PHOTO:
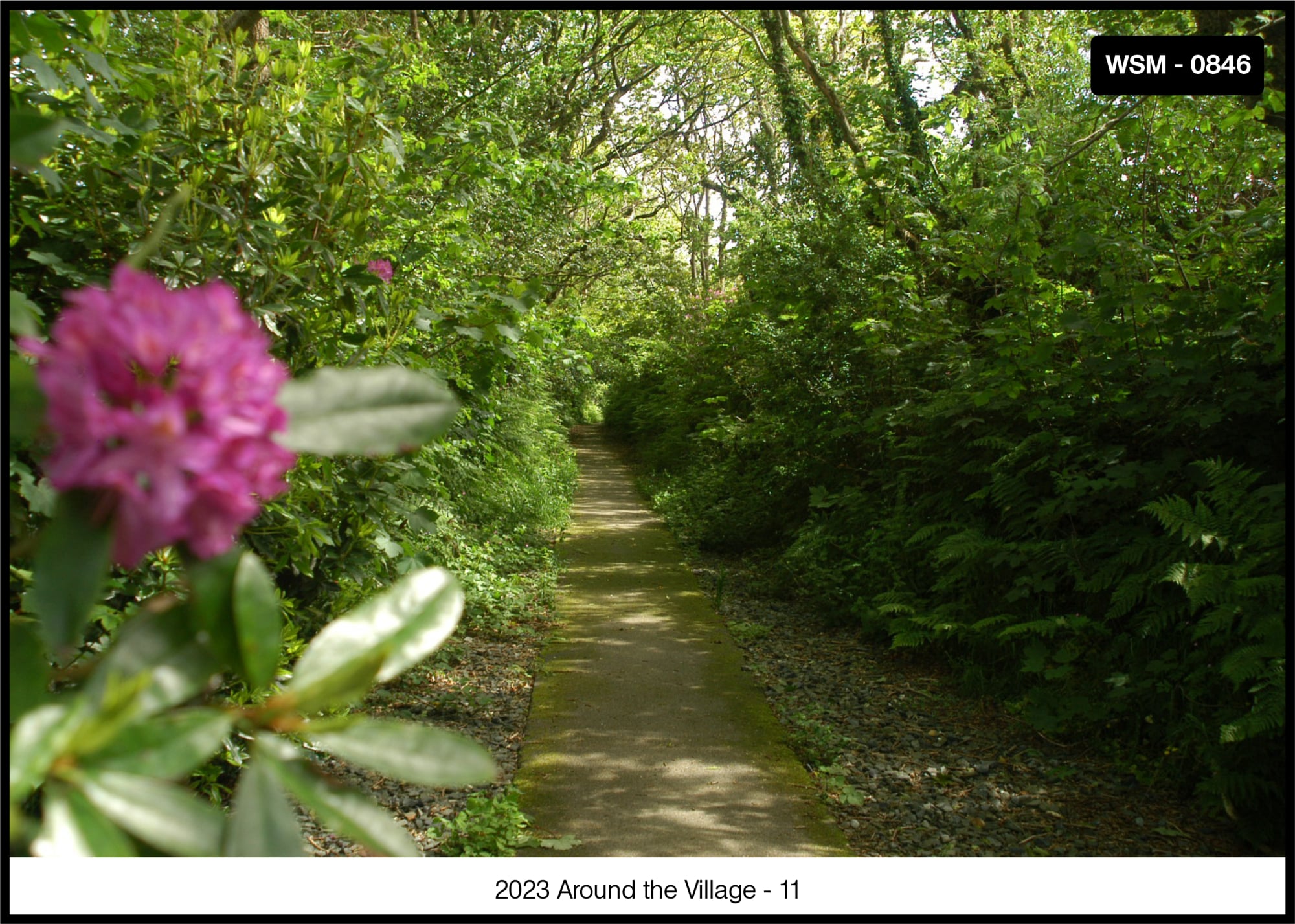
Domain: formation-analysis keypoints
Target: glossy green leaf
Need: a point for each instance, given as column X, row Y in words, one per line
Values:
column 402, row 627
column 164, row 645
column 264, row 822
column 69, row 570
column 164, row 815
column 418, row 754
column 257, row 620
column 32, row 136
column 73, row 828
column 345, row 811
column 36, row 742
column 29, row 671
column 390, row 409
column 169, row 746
+--
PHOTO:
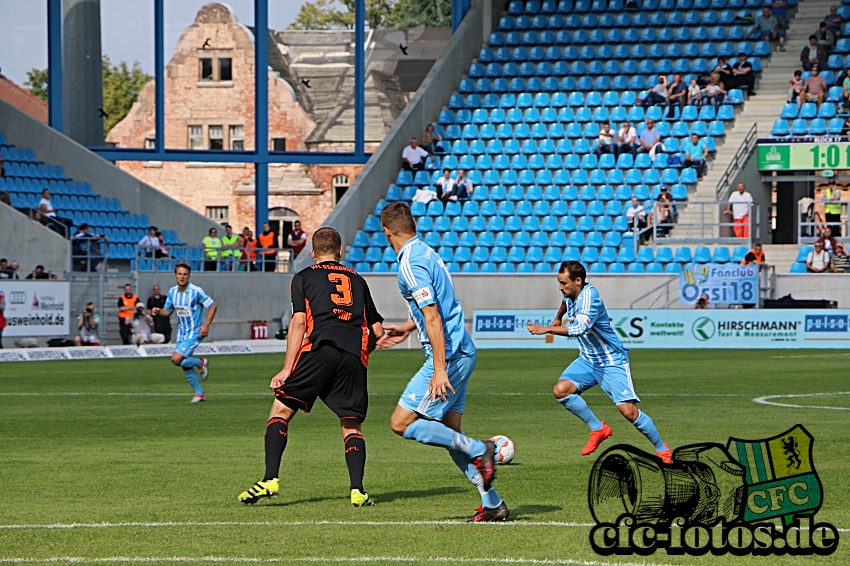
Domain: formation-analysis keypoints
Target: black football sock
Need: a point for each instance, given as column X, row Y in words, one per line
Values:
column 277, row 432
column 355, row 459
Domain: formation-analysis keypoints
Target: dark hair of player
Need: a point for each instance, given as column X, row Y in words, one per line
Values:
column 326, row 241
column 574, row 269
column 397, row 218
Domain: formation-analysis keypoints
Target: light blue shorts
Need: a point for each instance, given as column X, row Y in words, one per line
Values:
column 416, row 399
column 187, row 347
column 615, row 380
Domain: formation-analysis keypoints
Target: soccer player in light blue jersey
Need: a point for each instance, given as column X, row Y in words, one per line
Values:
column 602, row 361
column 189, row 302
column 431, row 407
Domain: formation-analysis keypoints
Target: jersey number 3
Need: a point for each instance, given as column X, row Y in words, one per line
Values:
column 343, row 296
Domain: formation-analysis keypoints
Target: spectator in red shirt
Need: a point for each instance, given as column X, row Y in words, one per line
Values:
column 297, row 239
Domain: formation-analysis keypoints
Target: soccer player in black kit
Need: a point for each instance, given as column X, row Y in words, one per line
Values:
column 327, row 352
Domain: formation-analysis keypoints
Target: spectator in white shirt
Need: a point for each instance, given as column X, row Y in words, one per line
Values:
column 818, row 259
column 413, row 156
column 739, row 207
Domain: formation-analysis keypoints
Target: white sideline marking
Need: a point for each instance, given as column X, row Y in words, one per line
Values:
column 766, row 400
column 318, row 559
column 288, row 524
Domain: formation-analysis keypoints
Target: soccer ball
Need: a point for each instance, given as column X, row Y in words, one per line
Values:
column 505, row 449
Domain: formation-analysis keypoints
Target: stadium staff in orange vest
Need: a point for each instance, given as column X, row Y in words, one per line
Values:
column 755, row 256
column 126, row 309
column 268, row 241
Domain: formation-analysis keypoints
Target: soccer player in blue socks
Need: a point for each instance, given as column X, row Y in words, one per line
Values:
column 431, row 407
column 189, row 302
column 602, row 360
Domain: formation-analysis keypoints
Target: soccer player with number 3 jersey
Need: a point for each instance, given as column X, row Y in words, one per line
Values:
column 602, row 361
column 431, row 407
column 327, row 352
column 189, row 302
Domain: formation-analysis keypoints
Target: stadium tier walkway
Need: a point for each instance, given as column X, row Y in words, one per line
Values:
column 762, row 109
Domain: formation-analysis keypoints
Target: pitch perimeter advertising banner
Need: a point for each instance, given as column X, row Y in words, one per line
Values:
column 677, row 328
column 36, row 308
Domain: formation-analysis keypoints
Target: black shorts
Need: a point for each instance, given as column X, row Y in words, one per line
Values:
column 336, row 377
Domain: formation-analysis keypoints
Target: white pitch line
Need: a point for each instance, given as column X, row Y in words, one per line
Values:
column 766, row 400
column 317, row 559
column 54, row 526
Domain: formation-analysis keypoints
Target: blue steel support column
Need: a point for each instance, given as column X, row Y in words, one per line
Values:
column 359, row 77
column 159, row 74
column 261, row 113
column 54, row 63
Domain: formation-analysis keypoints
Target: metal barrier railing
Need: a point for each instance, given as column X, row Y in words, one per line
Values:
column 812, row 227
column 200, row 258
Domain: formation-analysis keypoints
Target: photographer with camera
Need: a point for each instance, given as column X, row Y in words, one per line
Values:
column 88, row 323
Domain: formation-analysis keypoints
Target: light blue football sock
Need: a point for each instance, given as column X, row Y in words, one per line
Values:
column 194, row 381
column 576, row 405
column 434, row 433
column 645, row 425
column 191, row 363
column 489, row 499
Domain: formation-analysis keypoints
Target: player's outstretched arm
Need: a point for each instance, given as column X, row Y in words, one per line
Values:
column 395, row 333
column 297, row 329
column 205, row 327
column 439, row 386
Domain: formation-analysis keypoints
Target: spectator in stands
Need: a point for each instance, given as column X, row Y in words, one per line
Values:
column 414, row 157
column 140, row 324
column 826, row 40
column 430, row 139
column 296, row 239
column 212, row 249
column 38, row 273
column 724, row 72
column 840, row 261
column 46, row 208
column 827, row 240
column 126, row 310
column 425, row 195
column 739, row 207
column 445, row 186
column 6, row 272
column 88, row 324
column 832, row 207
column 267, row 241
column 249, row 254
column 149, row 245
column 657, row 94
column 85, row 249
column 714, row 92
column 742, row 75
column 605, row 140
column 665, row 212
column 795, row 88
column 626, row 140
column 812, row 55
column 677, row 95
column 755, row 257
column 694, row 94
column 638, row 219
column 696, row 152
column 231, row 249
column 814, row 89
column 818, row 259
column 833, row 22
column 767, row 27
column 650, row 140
+--
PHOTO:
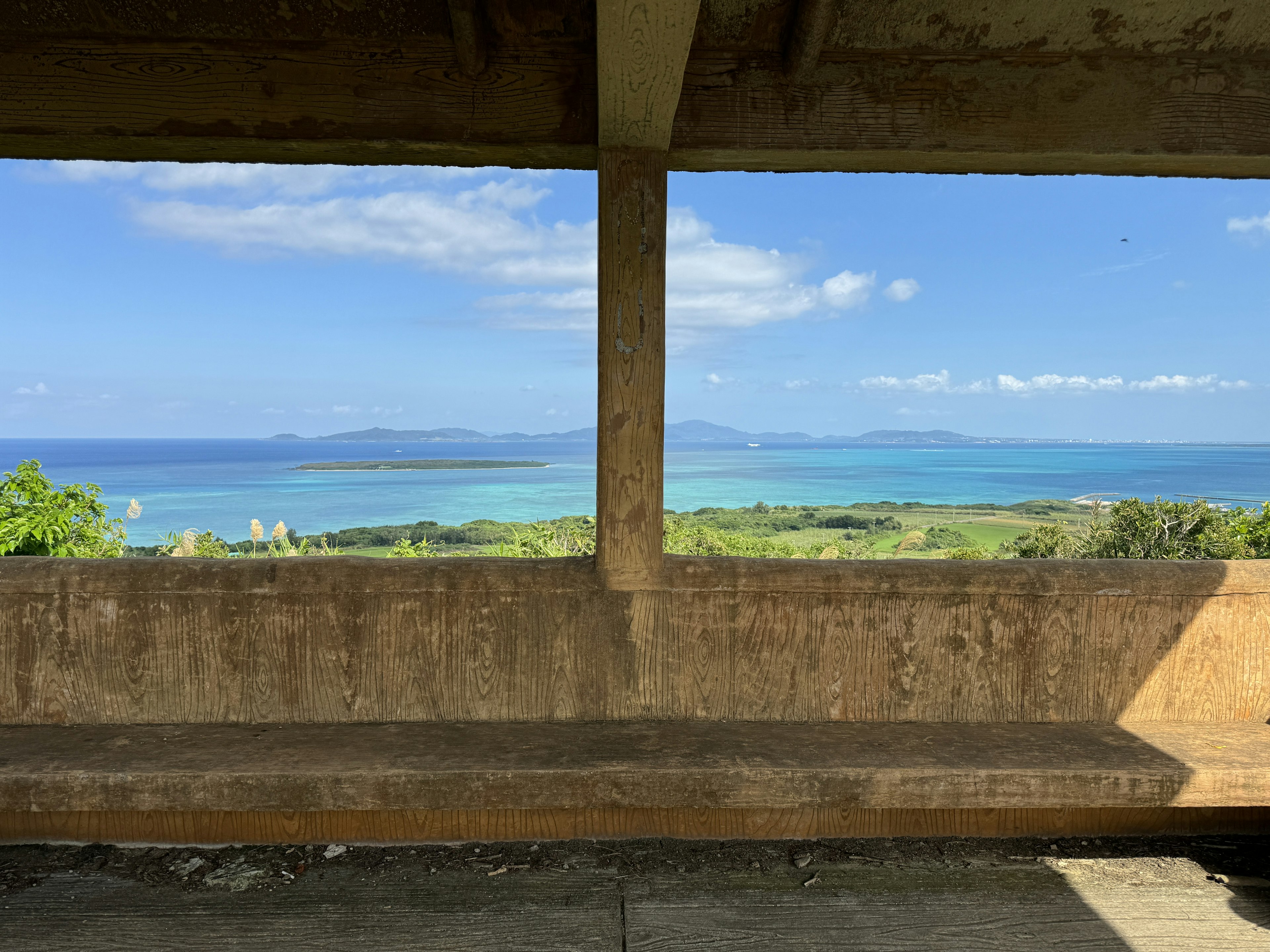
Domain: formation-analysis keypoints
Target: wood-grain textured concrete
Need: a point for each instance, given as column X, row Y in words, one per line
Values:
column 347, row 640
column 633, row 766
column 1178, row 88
+--
> _THE EXERCISE_:
Extract every line of the data that contains the string "blue".

> _REPLY_:
Target: light blue shorts
Target: soccer player in light blue jersey
Target: soccer player in blue socks
Target: blue steel support column
Target: light blue football sock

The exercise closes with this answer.